Excerpt =>
- - -
We had a call from a customer who had bought a PC from one of the big sheds, asking if we would come and set it up for him.
On arriving, the PC would not boot and the hard drive was making an ominous ticking sound; so we advised the customer to take it back from whence it came. The store declined to exchange it, and instead said their service department would send out the required part.
The next day a box arrived containing a new hard drive, a screwdriver, antistatic wrist strap and a book helpfully entitled Changing Your Hard Drive'. Needless to say, we got the job. So if the stores have now gone into (customer) DIY computer repairs, perhaps we can expect a lot more work like this?
We have done away with a few more Windows 98 machines this month, doing our bit to get these people up to speed with the latest systems. One customer first asked us to breathe some new life into his 10 year-old machine so he could get another year or two out of it.
Sadly for him (but not for us) his mainboard had gone. You do worry about some users' ability, or whether they should be allowed a PC at all, when you see a label on the front of the box saying 'press to start'.
Wireless networking can be a problem sometimes, normally owing to customer intervention, but this case was an extreme example.
A customer phoned saying that they had had several different firms round to set up their network for them, but it had never worked for very long. We decided to take up the challenge and went along. Setting up the router was no problem, we put in the security and tested one of their five laptops, showing it working.
At that point the lady of the house intervened and said she wanted to put in her own WPA key and didn't want anyone else to see it. Obligingly we went back into the router and let her type in her key, eyes averted in that way we all do when people are inputting passwords. She then went onto one of the laptops and exclaimed "there you are, it's not working!".
My colleague patiently explained the reason was that she had changed the security and she would now have to do the same on all the laptops for them to work. She was obviously having trouble typing in her key and was questioning why it wouldn't work. At this point my colleague felt a withdrawal without payment was called for before the situation got any worse. Sometimes there is no helping people...
Our office being sited on a University Campus has its advantages in terms of recruiting staff, which we can recommend to anyone in a similar location. Students Unions offer a recruitment service that is free to prospective employers, you just give them the details of any vacancy and they put it on their site and email it out to hundreds of students. It worked very well for us when we needed an office assistant.
We took on a medical student who is able to work two days a week, and he has progressed very well. Training to be a surgeon has distinct advantages and he has now progressed to building PCs for us, and reviving ailing systems seems to come as second nature! We are now recruiting a web designer in the same way.
There seems to be a plethora of spyware and malware at the moment. One laptop came in with a selection of pole dancers appearing above the system tray! Another lady was being extorted out of £80 to pay for an 'anti-spyware fix', which needless to say remained on her computer causing problems. Another customer was sent an invoice by a 'media company' asking for £40 to remove their software from his system after a free demo that he was unaware of had finished.
On the subject of spyware, we had a PC in one day where it was not possible to log onto any account even in safe mode. The customer had said the only thing he could remember doing before that was running a Spybot scan. We managed to get into the hard drive externally and do a repair, and then it worked fine.
The customer took it away and the very next day he was on the phone claiming that exactly the same thing had occurred again. Asking what he had done since he got it back, he replied: "Run a Spybot scan." We haven't known Spybot to cause this to happen before, but you think he might have learned a lesson?
For a bit of comic relief during any downtime, or whenever you need to take your mind of the daily grind, you might like to try a couple of computer related videos on YouTube. One is Medieval Helpdesk in English and the other Eddie Izzard's Encore on Computers – both strike a few humourous chords.
- - -
Data to examine =>

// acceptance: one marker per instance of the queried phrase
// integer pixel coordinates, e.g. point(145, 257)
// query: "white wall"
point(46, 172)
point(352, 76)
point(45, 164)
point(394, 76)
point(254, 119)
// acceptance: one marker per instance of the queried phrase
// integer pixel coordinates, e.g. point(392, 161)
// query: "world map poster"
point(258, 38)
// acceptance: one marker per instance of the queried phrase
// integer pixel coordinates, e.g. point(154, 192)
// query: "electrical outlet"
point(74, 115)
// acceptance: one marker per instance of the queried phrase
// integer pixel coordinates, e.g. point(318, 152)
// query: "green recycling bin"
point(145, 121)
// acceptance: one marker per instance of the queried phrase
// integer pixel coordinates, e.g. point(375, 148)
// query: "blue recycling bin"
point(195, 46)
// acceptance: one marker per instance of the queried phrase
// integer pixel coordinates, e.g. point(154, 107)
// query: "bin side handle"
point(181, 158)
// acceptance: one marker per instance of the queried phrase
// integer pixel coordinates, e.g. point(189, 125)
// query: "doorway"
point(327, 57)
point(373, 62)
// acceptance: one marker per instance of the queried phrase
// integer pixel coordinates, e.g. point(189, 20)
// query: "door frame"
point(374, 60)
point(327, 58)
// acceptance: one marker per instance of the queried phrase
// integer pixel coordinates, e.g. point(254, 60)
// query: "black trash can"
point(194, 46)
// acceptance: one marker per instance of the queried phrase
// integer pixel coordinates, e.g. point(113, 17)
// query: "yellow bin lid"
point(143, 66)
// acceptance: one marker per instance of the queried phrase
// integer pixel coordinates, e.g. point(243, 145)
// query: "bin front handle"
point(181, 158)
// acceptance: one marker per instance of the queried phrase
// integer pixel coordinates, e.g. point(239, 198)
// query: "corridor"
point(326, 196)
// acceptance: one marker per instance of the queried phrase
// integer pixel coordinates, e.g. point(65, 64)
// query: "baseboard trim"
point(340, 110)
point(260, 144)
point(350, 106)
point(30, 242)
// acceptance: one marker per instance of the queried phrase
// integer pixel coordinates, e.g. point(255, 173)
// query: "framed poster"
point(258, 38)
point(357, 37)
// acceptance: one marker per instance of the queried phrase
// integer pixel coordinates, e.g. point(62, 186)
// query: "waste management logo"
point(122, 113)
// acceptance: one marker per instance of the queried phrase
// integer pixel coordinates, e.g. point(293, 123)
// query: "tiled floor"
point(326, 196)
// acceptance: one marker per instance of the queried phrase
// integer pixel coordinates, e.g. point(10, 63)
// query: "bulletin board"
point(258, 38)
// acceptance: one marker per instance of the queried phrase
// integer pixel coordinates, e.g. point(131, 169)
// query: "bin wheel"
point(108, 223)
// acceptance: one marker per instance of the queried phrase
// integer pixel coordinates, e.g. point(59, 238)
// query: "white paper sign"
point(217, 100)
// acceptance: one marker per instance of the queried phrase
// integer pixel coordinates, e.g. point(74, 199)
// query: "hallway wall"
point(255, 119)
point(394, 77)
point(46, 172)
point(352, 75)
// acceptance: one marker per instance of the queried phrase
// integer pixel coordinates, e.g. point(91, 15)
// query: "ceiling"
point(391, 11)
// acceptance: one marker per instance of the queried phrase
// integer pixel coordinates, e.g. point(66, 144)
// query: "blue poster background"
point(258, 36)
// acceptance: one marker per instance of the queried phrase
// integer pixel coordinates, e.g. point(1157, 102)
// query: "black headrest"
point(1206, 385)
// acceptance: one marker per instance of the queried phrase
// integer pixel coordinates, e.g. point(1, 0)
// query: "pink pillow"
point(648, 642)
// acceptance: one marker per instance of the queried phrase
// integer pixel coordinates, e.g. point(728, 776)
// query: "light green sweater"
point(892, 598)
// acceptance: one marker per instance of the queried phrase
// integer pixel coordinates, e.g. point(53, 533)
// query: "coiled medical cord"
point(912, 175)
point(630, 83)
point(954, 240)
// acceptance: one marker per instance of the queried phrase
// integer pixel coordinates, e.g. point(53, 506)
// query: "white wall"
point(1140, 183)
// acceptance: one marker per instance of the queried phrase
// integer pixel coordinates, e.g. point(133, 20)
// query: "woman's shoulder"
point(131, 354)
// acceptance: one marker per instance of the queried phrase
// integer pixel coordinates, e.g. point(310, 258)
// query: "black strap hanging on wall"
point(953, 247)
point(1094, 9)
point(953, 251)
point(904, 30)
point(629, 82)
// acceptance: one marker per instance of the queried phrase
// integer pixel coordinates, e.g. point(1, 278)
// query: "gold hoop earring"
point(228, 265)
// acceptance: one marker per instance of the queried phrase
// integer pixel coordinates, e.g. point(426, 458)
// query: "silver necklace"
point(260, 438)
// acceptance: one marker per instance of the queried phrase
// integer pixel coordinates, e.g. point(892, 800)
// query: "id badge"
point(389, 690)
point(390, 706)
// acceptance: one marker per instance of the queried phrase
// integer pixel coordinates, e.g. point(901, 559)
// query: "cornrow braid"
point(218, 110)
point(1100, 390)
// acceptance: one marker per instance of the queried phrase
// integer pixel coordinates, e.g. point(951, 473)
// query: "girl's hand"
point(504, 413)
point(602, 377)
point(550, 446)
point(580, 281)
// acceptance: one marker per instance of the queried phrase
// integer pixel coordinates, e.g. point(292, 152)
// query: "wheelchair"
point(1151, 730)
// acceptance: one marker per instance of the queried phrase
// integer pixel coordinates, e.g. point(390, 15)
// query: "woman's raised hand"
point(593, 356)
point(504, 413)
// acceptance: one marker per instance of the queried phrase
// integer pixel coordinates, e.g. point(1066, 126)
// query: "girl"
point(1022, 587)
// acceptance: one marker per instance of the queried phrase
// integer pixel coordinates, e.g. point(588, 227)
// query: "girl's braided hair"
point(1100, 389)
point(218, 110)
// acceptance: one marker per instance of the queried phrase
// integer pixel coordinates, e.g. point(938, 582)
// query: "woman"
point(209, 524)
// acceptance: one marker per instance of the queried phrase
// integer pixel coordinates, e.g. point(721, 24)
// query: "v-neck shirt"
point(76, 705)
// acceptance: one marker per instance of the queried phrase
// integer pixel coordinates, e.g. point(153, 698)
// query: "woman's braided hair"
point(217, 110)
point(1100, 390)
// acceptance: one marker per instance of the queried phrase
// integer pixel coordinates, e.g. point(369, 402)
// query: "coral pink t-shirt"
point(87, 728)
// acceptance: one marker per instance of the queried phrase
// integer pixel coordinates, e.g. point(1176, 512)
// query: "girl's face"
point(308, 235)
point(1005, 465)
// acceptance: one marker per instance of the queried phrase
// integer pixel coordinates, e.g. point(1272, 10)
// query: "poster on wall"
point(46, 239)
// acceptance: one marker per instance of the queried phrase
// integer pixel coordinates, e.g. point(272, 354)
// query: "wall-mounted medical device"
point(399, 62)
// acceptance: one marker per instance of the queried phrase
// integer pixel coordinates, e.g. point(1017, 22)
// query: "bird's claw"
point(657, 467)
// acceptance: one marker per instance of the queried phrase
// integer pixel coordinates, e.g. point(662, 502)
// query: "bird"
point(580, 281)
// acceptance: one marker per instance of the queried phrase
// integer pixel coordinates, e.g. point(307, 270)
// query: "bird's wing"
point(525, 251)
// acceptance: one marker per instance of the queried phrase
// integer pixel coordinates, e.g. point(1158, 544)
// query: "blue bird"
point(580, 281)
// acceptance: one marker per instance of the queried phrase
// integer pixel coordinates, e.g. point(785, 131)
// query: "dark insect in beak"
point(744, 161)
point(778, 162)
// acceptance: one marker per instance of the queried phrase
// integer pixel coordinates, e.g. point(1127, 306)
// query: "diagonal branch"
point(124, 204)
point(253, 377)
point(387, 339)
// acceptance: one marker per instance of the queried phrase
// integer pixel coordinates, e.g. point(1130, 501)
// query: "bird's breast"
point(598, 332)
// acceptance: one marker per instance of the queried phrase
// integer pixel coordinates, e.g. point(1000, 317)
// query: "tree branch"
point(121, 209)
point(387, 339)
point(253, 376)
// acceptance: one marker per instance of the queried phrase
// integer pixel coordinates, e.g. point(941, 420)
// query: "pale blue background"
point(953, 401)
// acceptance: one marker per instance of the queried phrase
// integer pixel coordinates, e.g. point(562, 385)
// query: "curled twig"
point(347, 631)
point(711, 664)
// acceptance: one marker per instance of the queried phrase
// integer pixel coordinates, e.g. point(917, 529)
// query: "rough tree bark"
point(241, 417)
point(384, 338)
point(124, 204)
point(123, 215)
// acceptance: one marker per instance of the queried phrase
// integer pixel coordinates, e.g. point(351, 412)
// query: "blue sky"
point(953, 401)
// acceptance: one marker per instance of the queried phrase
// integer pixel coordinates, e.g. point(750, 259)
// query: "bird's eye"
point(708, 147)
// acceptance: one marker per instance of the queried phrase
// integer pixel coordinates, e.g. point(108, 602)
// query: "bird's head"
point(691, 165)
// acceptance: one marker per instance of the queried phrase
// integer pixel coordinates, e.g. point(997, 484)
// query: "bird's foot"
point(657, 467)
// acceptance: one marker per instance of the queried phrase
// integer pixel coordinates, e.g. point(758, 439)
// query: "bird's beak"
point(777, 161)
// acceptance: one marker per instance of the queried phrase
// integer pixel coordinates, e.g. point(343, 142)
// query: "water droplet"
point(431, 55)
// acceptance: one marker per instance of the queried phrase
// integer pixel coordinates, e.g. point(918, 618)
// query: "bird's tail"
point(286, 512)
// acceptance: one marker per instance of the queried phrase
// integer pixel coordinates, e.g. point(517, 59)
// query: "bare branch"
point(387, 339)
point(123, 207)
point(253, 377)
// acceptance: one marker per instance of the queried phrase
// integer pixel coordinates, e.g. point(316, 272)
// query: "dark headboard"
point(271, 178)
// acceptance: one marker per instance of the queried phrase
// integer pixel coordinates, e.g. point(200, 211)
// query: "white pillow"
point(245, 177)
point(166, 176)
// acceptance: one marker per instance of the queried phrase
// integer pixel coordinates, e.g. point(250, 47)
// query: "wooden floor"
- - -
About this task => According to the computer repair notes, what came in the box that the store sent the day after the customer tried to return his new PC?

Exercise response => A new hard drive, a screwdriver, an antistatic wrist strap and a book called Changing Your Hard Drive.